### Task objective:
Give again, unaltered, the lines of the listing below that run from the line having "query: green leafy plant" through the line having "query: stucco wall".

### Supplied data:
Start of Block
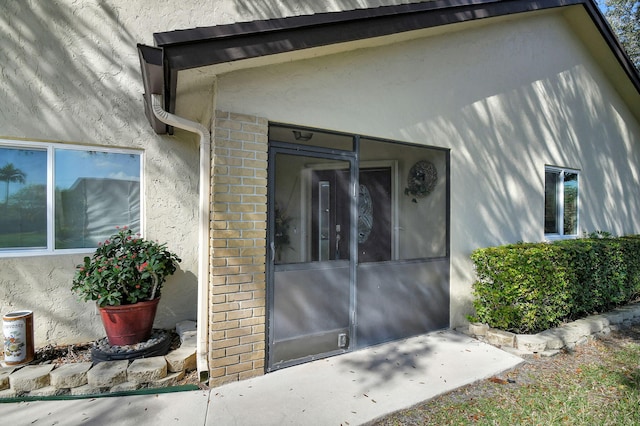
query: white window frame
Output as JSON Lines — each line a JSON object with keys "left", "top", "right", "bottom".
{"left": 544, "top": 165, "right": 579, "bottom": 240}
{"left": 0, "top": 139, "right": 144, "bottom": 257}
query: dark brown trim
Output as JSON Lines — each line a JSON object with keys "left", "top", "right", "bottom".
{"left": 137, "top": 44, "right": 168, "bottom": 134}
{"left": 581, "top": 0, "right": 640, "bottom": 92}
{"left": 154, "top": 0, "right": 584, "bottom": 71}
{"left": 138, "top": 0, "right": 640, "bottom": 133}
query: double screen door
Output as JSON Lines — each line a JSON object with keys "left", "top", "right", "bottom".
{"left": 266, "top": 128, "right": 451, "bottom": 371}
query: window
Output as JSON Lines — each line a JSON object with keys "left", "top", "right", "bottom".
{"left": 0, "top": 140, "right": 142, "bottom": 256}
{"left": 545, "top": 166, "right": 578, "bottom": 237}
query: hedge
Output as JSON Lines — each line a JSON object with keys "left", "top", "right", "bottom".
{"left": 470, "top": 236, "right": 640, "bottom": 334}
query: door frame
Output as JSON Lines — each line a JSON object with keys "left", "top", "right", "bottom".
{"left": 266, "top": 141, "right": 358, "bottom": 371}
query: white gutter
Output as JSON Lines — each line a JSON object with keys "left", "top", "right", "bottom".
{"left": 151, "top": 94, "right": 211, "bottom": 383}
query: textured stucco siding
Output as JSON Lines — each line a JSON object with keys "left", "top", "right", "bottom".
{"left": 0, "top": 1, "right": 209, "bottom": 347}
{"left": 3, "top": 0, "right": 640, "bottom": 381}
{"left": 0, "top": 0, "right": 428, "bottom": 360}
{"left": 213, "top": 12, "right": 640, "bottom": 327}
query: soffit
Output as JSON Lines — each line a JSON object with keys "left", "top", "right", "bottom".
{"left": 138, "top": 0, "right": 640, "bottom": 133}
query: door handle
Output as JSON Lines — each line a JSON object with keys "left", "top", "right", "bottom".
{"left": 270, "top": 241, "right": 275, "bottom": 262}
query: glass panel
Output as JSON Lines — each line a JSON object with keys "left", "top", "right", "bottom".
{"left": 359, "top": 138, "right": 447, "bottom": 261}
{"left": 563, "top": 172, "right": 578, "bottom": 235}
{"left": 544, "top": 170, "right": 559, "bottom": 234}
{"left": 271, "top": 151, "right": 352, "bottom": 368}
{"left": 54, "top": 149, "right": 141, "bottom": 249}
{"left": 269, "top": 125, "right": 354, "bottom": 151}
{"left": 273, "top": 153, "right": 350, "bottom": 264}
{"left": 0, "top": 147, "right": 47, "bottom": 249}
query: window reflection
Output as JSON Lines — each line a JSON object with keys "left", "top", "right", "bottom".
{"left": 271, "top": 135, "right": 448, "bottom": 264}
{"left": 55, "top": 149, "right": 141, "bottom": 249}
{"left": 544, "top": 167, "right": 579, "bottom": 237}
{"left": 0, "top": 147, "right": 47, "bottom": 249}
{"left": 0, "top": 143, "right": 142, "bottom": 253}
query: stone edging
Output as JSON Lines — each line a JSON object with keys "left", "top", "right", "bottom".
{"left": 0, "top": 321, "right": 198, "bottom": 398}
{"left": 466, "top": 302, "right": 640, "bottom": 356}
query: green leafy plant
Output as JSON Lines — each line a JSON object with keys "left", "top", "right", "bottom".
{"left": 470, "top": 235, "right": 640, "bottom": 333}
{"left": 471, "top": 243, "right": 572, "bottom": 333}
{"left": 71, "top": 226, "right": 181, "bottom": 307}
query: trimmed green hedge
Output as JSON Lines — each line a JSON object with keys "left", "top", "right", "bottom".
{"left": 470, "top": 236, "right": 640, "bottom": 333}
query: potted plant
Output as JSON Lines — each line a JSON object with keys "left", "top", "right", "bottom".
{"left": 71, "top": 226, "right": 181, "bottom": 346}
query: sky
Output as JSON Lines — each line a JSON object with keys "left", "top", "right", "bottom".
{"left": 0, "top": 147, "right": 140, "bottom": 197}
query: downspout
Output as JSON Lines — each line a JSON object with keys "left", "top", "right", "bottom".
{"left": 151, "top": 94, "right": 211, "bottom": 383}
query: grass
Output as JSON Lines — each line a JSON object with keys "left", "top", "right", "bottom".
{"left": 374, "top": 332, "right": 640, "bottom": 425}
{"left": 0, "top": 231, "right": 46, "bottom": 248}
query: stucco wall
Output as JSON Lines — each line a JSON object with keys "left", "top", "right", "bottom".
{"left": 3, "top": 0, "right": 640, "bottom": 352}
{"left": 213, "top": 12, "right": 640, "bottom": 327}
{"left": 0, "top": 1, "right": 208, "bottom": 347}
{"left": 1, "top": 0, "right": 428, "bottom": 355}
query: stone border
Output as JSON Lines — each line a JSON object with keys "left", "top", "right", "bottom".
{"left": 0, "top": 321, "right": 198, "bottom": 398}
{"left": 466, "top": 303, "right": 640, "bottom": 356}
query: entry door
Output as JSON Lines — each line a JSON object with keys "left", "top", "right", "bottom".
{"left": 267, "top": 149, "right": 356, "bottom": 371}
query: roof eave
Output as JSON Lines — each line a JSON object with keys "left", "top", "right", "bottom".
{"left": 137, "top": 0, "right": 640, "bottom": 134}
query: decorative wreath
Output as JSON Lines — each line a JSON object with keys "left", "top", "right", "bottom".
{"left": 405, "top": 160, "right": 437, "bottom": 203}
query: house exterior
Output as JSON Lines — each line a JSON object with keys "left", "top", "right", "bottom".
{"left": 2, "top": 0, "right": 640, "bottom": 386}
End of Block
### Task output:
query: green leafy plant
Output as JSON Lines — each line a JSON object with keys "left", "top", "right", "bottom".
{"left": 470, "top": 235, "right": 640, "bottom": 333}
{"left": 471, "top": 243, "right": 572, "bottom": 333}
{"left": 71, "top": 226, "right": 181, "bottom": 307}
query: trimmed green hedge
Output as JSON Lines — each line a JSON object with keys "left", "top", "right", "bottom".
{"left": 470, "top": 236, "right": 640, "bottom": 333}
query: potted plant
Output as JSON Lines — each line a JSON object with keys "left", "top", "right", "bottom".
{"left": 71, "top": 226, "right": 181, "bottom": 346}
query: sky
Output as JSON Lines — each line a JSON object with keys "left", "top", "right", "bottom".
{"left": 0, "top": 147, "right": 140, "bottom": 197}
query: downspout
Output as JSON Lines — each line a JSON object with keys "left", "top", "right", "bottom".
{"left": 151, "top": 94, "right": 211, "bottom": 383}
query: grass
Output as JSON Lines — each line a JSON object with keys "left", "top", "right", "bottom".
{"left": 374, "top": 332, "right": 640, "bottom": 425}
{"left": 0, "top": 231, "right": 46, "bottom": 248}
query: stucco wall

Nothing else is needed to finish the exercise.